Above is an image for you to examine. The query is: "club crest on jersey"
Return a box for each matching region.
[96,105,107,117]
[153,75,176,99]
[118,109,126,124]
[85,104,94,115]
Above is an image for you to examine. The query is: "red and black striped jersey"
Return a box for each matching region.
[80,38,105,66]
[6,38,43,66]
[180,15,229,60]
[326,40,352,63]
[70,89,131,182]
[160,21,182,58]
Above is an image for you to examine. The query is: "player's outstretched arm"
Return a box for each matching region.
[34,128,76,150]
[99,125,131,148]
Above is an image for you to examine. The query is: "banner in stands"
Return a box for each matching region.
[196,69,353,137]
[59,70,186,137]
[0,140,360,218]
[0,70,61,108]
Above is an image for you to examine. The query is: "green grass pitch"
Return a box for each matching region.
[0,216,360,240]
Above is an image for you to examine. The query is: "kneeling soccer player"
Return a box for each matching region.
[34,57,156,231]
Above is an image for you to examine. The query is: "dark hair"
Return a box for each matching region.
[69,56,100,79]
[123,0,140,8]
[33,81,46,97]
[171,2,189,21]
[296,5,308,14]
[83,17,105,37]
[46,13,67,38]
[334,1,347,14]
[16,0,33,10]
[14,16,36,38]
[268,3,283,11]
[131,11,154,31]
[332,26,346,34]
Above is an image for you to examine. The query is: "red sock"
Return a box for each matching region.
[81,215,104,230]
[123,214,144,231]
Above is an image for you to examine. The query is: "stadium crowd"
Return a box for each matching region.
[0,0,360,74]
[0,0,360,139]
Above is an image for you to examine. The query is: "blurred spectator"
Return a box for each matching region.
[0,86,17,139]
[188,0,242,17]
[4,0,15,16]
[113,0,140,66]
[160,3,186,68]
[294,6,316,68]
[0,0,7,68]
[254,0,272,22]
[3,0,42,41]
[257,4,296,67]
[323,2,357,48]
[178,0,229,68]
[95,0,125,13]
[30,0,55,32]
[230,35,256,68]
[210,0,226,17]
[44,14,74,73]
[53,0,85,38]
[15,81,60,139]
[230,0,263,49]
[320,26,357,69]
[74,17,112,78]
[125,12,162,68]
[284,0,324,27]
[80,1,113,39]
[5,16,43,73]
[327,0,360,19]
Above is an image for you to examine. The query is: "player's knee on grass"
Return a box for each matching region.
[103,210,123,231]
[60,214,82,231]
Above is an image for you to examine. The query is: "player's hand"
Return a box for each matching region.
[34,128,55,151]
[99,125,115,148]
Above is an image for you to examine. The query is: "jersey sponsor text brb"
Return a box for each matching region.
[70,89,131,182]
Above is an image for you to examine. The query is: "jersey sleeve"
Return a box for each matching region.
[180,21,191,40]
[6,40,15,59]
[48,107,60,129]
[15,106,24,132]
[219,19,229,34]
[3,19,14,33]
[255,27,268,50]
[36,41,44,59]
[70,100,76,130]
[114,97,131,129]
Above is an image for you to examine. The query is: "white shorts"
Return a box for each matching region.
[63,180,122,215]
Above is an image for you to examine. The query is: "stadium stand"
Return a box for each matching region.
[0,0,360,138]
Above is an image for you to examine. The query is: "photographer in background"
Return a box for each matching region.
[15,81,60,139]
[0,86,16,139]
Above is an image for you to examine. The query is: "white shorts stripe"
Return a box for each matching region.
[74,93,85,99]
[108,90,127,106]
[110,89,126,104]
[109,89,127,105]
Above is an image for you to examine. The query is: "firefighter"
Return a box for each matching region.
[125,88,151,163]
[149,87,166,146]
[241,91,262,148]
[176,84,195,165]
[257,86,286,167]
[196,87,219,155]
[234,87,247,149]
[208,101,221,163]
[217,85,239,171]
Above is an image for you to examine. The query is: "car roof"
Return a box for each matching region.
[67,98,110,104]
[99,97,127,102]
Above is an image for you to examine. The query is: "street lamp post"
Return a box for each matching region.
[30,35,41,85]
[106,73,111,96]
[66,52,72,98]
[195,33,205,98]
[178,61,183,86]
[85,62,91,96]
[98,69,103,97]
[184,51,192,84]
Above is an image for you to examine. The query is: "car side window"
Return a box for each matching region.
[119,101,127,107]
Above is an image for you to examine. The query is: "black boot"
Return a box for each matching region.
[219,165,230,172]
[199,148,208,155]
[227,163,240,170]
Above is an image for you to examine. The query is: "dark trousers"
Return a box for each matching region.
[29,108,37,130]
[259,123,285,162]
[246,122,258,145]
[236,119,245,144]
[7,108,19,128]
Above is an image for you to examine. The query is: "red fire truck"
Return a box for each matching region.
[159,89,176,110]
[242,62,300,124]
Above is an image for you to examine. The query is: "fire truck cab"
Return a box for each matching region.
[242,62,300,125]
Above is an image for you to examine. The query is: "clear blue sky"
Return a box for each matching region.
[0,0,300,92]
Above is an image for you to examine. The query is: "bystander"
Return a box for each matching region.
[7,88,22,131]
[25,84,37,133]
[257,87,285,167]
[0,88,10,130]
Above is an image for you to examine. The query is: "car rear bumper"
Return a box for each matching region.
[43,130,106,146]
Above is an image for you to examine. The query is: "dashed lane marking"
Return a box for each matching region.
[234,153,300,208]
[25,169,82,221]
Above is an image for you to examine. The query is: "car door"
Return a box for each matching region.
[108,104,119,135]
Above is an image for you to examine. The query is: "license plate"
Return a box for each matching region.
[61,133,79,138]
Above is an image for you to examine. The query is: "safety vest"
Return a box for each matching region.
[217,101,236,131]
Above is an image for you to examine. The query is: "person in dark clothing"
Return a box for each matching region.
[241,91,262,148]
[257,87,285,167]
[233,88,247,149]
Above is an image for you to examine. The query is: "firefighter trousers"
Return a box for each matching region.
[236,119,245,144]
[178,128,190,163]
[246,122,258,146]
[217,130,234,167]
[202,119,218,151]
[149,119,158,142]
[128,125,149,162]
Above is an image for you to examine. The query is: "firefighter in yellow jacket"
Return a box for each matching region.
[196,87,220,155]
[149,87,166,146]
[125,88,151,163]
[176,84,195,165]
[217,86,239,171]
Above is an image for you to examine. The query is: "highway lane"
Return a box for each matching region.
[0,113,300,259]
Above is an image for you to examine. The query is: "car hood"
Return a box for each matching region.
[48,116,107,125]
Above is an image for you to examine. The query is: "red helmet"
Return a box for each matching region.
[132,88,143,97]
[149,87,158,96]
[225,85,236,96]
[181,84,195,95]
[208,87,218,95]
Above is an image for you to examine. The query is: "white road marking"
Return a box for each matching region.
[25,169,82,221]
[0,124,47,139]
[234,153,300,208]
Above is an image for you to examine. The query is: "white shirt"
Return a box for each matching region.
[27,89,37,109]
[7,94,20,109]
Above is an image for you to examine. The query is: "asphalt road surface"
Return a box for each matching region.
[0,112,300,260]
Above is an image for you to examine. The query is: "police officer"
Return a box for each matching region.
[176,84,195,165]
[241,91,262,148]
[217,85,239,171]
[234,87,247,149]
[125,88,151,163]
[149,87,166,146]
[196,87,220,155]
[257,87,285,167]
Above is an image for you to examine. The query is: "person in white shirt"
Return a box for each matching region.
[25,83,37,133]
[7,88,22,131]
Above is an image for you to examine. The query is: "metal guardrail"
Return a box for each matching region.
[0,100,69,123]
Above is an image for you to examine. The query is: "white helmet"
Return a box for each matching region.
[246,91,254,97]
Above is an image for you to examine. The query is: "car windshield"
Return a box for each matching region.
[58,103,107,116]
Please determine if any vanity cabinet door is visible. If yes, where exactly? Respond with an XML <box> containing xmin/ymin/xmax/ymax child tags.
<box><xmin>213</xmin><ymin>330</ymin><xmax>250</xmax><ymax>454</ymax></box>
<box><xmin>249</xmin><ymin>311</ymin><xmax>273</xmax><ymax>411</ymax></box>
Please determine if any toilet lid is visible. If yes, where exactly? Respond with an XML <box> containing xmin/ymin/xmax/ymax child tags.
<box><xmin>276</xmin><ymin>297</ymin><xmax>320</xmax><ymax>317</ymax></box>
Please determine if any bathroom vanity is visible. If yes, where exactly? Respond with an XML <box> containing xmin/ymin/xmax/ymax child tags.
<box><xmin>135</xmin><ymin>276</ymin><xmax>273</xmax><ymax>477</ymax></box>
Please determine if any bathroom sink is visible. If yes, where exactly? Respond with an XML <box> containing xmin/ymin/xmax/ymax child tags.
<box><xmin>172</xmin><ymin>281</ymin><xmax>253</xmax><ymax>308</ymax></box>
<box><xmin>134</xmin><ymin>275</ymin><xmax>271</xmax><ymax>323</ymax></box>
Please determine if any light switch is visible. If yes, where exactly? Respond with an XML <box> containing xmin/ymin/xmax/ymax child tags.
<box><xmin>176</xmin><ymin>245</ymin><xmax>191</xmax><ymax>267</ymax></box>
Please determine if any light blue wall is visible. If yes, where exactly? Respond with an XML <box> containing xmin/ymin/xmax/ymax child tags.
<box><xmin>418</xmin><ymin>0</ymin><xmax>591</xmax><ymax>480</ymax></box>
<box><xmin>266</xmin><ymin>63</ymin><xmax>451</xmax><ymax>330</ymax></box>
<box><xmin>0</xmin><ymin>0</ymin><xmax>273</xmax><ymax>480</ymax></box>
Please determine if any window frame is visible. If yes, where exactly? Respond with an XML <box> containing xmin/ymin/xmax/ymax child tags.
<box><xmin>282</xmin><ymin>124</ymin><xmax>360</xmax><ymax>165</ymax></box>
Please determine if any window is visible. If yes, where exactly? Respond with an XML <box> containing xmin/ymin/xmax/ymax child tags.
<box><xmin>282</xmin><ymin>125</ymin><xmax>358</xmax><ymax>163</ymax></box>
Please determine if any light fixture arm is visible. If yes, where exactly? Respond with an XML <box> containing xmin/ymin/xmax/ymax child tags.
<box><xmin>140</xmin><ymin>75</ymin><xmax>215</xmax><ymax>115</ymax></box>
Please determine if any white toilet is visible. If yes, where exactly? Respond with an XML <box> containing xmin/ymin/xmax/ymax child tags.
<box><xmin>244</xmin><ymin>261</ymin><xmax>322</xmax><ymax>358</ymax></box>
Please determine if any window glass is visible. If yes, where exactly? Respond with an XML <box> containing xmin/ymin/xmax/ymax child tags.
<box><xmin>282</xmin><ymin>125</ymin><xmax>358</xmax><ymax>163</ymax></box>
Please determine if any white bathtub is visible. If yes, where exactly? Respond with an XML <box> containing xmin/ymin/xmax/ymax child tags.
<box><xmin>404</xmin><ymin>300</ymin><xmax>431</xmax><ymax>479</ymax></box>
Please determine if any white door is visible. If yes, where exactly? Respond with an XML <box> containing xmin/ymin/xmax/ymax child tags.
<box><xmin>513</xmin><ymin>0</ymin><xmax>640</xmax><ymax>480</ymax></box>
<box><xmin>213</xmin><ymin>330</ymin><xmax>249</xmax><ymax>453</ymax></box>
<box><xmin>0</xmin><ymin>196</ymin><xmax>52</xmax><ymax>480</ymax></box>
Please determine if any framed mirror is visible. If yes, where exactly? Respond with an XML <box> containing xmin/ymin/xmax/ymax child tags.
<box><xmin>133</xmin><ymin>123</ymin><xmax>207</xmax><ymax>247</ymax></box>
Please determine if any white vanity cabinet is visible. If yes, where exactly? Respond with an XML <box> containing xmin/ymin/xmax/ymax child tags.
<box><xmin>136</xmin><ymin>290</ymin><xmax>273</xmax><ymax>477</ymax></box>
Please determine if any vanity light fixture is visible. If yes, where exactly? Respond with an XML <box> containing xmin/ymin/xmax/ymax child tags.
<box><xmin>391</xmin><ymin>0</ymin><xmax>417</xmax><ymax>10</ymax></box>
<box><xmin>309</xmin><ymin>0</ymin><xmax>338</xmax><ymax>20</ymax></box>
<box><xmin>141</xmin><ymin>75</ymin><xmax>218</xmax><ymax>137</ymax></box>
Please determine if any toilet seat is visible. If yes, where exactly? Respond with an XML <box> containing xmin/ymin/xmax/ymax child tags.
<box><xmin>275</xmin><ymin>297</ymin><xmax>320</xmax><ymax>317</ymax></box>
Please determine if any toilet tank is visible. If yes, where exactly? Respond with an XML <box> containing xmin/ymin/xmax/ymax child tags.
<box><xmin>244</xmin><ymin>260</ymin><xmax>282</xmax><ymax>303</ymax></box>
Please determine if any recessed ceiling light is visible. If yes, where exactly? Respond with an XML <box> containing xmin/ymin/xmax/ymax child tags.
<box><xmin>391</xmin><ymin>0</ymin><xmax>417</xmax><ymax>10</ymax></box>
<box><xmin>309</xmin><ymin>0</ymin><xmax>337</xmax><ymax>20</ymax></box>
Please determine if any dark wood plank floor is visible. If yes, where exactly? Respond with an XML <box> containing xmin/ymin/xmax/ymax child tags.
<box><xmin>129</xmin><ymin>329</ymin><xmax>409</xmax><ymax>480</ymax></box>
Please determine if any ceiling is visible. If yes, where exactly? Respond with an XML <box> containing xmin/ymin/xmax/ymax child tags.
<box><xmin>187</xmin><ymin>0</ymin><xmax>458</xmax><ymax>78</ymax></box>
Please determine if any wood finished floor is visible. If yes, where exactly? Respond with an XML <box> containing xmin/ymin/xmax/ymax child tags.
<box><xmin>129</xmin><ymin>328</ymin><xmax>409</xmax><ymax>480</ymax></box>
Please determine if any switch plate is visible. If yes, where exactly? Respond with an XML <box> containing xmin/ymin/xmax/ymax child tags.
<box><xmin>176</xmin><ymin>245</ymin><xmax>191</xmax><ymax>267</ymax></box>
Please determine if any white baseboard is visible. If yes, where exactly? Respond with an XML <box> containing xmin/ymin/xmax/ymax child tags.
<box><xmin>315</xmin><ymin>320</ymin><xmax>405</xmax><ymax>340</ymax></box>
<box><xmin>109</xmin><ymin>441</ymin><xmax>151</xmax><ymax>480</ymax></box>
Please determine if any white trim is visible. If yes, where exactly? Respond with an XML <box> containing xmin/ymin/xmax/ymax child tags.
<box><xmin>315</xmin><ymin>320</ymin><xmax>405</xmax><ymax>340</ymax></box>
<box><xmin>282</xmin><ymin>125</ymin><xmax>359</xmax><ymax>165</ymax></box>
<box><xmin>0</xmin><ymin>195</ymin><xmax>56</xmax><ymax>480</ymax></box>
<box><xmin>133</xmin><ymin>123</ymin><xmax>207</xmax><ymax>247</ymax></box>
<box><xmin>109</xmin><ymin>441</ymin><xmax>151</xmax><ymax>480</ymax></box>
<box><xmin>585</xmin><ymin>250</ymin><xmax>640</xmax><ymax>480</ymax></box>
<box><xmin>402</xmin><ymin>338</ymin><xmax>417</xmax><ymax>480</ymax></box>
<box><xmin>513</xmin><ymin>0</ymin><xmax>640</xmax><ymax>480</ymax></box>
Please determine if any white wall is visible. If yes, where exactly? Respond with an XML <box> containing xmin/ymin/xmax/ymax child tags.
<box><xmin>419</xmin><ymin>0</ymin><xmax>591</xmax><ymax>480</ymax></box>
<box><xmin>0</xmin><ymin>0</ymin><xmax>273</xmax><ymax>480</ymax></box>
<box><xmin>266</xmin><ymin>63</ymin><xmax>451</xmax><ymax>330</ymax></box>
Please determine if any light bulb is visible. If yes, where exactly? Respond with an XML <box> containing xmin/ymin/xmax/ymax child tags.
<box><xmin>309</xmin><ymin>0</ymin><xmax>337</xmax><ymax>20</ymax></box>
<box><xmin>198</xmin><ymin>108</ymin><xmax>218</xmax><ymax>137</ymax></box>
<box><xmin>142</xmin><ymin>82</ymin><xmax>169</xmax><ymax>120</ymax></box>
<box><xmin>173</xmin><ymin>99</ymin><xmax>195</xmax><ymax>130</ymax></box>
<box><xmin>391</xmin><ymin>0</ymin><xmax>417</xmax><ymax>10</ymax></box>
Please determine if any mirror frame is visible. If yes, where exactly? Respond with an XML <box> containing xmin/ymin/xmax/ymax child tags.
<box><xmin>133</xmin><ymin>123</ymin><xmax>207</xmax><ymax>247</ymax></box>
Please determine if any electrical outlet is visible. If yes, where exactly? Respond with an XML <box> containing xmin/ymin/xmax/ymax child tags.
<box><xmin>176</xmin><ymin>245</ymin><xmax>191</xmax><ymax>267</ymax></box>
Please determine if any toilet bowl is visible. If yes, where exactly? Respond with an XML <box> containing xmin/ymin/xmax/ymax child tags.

════════════════════

WHAT TO WORK ON — Copy the records above exactly, from their start through the line containing "[0,0,360,139]".

REPLY TO THE EXERCISE —
Above is an image for you to examine. The query is: "club crest on jersey"
Return a box for each matching region.
[96,105,107,117]
[153,75,176,99]
[118,109,126,124]
[85,104,94,115]
Above is an image for you to examine. The query is: "red and black striped jersey"
Return a box for each matching region.
[80,38,105,66]
[6,38,43,66]
[180,15,229,60]
[326,40,352,63]
[70,89,131,182]
[160,21,182,58]
Above is an image for you to examine. The query is: "player's outstretched arm"
Return a box for each matching region.
[34,128,76,150]
[99,125,131,148]
Above is an image for you to examine. The query is: "banner in stands"
Return a box for each matching region.
[196,69,353,137]
[59,70,186,137]
[0,140,360,218]
[0,70,61,108]
Above is an image for you to examine. The query is: "green grass pitch"
Return a box for each matching region.
[0,216,360,240]
Above is an image for you to examine. The query is: "kneeling soccer player"
Return a box for each matching region.
[34,57,156,231]
Above is an image for you to examine. The query is: "dark hair"
Return a box for each matching region.
[69,56,100,79]
[123,0,140,8]
[33,81,46,97]
[171,2,189,21]
[296,5,308,14]
[83,17,105,37]
[46,13,67,38]
[334,1,347,14]
[16,0,33,10]
[14,16,36,38]
[268,3,283,11]
[131,11,154,31]
[332,26,346,34]
Above is an image for you to examine. The query is: "red sock"
Return a box for each matching region.
[81,215,104,230]
[123,214,144,231]
Above is an image for you to examine. The query is: "stadium crowd"
Return a box for each matching region.
[0,0,360,74]
[0,0,360,139]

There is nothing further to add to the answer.